Lesson 54- The Poor in Spirit

Lesson 54- The Poor in Spirit

February 15, 2015

Audio Commentary by David Daniel


 
Lesson 54
 
The Poor in Spirit
 
Scripture: Matthew 5:3
 
Lesson Goal: To learn what it means to be “poor in spirit.”
 
Introduction
A teacher or rabbi commonly sat when teaching. To sit down was to speak with an authoritative and official voice. Jesus Christ spoke with divine authority, as He delivered the Sermon on the Mount. Those in
the multitude may have tried to gain a place in the audience, but the standards that Jesus spoke of and taught would not apply to them unless they belonged to Him.
 
An important word that was relevant to Jesus’ congregation on that day, and is still relevant for our Life Focus classes today, is: “Trying to apply Jesus’ teaching without receiving Him as Lord and Savior is futile”
(MacArthur). The transforming power of the gospel is the result of the indwelling power of God in a person’s life.
 
Let us remember:
“The beatitudes set forth the balanced and variegated character [distinct qualities] of Christian people. These are not eight separate and distinct groups of disciples [Matthew 5:3-11], some of whom are meek, whiles others are merciful and yet others are called upon to endure persecution. They are rather eight qualities of the same group who, at one and the same time, are meek and merciful, poor in spirit and pure in heart, mourning and hungry, peacemakers and persecuted. Further, the group exhibiting those marks is not an elitist group, a small spiritual aristocracy remote from the common run of Christians. On the contrary, the beatitudes are Christ’s own specification of what every Christian ought to be. All the qualities are to characterize all His followers, just as the nine-fold fruit of the spirit, which Paul lists, is to ripen in every Christian’s character” [See Galatians 5:22-23] (Stott).
 
As we begin our study of the beatitudes, we notice that each of these
begins with “Blessed.” This word is the Greek “makarios” meaning
happy, fortunate, blissful. In our context, the word makarios means
happy, but also more than happy; it means highly content. It is a state
of joy and well-being that does not depend on physical, temporary
circumstances. “Blessed” speaks of a happiness brought about by a
deep-seated joy that is initiated by the Spirit of God inside the hearts
and lives of His followers. “This is the basic description of the believer’s inner condition as a result of the work of God” (Hindson). The beatitudes detail and describe the characteristics of one who has been saved.

Extracted information
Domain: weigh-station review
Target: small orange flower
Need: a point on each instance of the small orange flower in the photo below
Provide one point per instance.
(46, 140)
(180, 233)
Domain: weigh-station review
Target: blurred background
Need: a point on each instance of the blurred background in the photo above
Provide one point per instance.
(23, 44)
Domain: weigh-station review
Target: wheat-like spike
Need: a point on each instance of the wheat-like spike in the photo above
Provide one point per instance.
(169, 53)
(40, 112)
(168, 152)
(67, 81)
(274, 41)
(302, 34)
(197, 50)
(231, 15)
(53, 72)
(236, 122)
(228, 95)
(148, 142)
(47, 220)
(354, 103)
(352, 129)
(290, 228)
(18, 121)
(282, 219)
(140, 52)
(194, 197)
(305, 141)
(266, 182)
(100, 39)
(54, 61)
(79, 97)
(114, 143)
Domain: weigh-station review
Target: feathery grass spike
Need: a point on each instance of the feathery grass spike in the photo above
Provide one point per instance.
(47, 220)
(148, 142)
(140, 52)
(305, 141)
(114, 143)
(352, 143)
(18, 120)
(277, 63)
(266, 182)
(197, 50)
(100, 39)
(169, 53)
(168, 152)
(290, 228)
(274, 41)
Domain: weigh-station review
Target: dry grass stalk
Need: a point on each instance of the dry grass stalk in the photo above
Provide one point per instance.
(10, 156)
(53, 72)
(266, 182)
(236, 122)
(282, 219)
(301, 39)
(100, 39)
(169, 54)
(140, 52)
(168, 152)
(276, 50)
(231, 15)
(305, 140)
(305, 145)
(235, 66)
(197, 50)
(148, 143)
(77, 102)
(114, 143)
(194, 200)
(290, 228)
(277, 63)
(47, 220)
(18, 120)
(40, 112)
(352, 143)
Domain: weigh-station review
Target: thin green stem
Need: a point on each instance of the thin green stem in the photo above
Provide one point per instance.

What you need to do
[1] According to the lesson on the poor in spirit, what Greek word lies behind "Blessed"?
[2] Render every line of the rows as a Markdown table with the columns "No." and "Line," numbering each line and omitting blank ones.

List of solutions
[1] The Greek word is "makarios."

[2]
| No. | Line |
|---|---|
| 1 | Domain: weigh-station review |
| 2 | Target: small orange flower |
| 3 | Need: a point on each instance of the small orange flower in the photo below |
| 4 | Provide one point per instance. |
| 5 | (46, 140) |
| 6 | (180, 233) |
| 7 | Domain: weigh-station review |
| 8 | Target: blurred background |
| 9 | Need: a point on each instance of the blurred background in the photo above |
| 10 | Provide one point per instance. |
| 11 | (23, 44) |
| 12 | Domain: weigh-station review |
| 13 | Target: wheat-like spike |
| 14 | Need: a point on each instance of the wheat-like spike in the photo above |
| 15 | Provide one point per instance. |
| 16 | (169, 53) |
| 17 | (40, 112) |
| 18 | (168, 152) |
| 19 | (67, 81) |
| 20 | (274, 41) |
| 21 | (302, 34) |
| 22 | (197, 50) |
| 23 | (231, 15) |
| 24 | (53, 72) |
| 25 | (236, 122) |
| 26 | (228, 95) |
| 27 | (148, 142) |
| 28 | (47, 220) |
| 29 | (354, 103) |
| 30 | (352, 129) |
| 31 | (290, 228) |
| 32 | (18, 121) |
| 33 | (282, 219) |
| 34 | (140, 52) |
| 35 | (194, 197) |
| 36 | (305, 141) |
| 37 | (266, 182) |
| 38 | (100, 39) |
| 39 | (54, 61) |
| 40 | (79, 97) |
| 41 | (114, 143) |
| 42 | Domain: weigh-station review |
| 43 | Target: feathery grass spike |
| 44 | Need: a point on each instance of the feathery grass spike in the photo above |
| 45 | Provide one point per instance. |
| 46 | (47, 220) |
| 47 | (148, 142) |
| 48 | (140, 52) |
| 49 | (305, 141) |
| 50 | (114, 143) |
| 51 | (352, 143) |
| 52 | (18, 120) |
| 53 | (277, 63) |
| 54 | (266, 182) |
| 55 | (197, 50) |
| 56 | (100, 39) |
| 57 | (169, 53) |
| 58 | (168, 152) |
| 59 | (290, 228) |
| 60 | (274, 41) |
| 61 | Domain: weigh-station review |
| 62 | Target: dry grass stalk |
| 63 | Need: a point on each instance of the dry grass stalk in the photo above |
| 64 | Provide one point per instance. |
| 65 | (10, 156) |
| 66 | (53, 72) |
| 67 | (266, 182) |
| 68 | (236, 122) |
| 69 | (282, 219) |
| 70 | (301, 39) |
| 71 | (100, 39) |
| 72 | (169, 54) |
| 73 | (140, 52) |
| 74 | (168, 152) |
| 75 | (276, 50) |
| 76 | (231, 15) |
| 77 | (305, 140) |
| 78 | (305, 145) |
| 79 | (235, 66) |
| 80 | (197, 50) |
| 81 | (148, 143) |
| 82 | (77, 102) |
| 83 | (114, 143) |
| 84 | (194, 200) |
| 85 | (290, 228) |
| 86 | (277, 63) |
| 87 | (47, 220) |
| 88 | (18, 120) |
| 89 | (40, 112) |
| 90 | (352, 143) |
| 91 | Domain: weigh-station review |
| 92 | Target: thin green stem |
| 93 | Need: a point on each instance of the thin green stem in the photo above |
| 94 | Provide one point per instance. |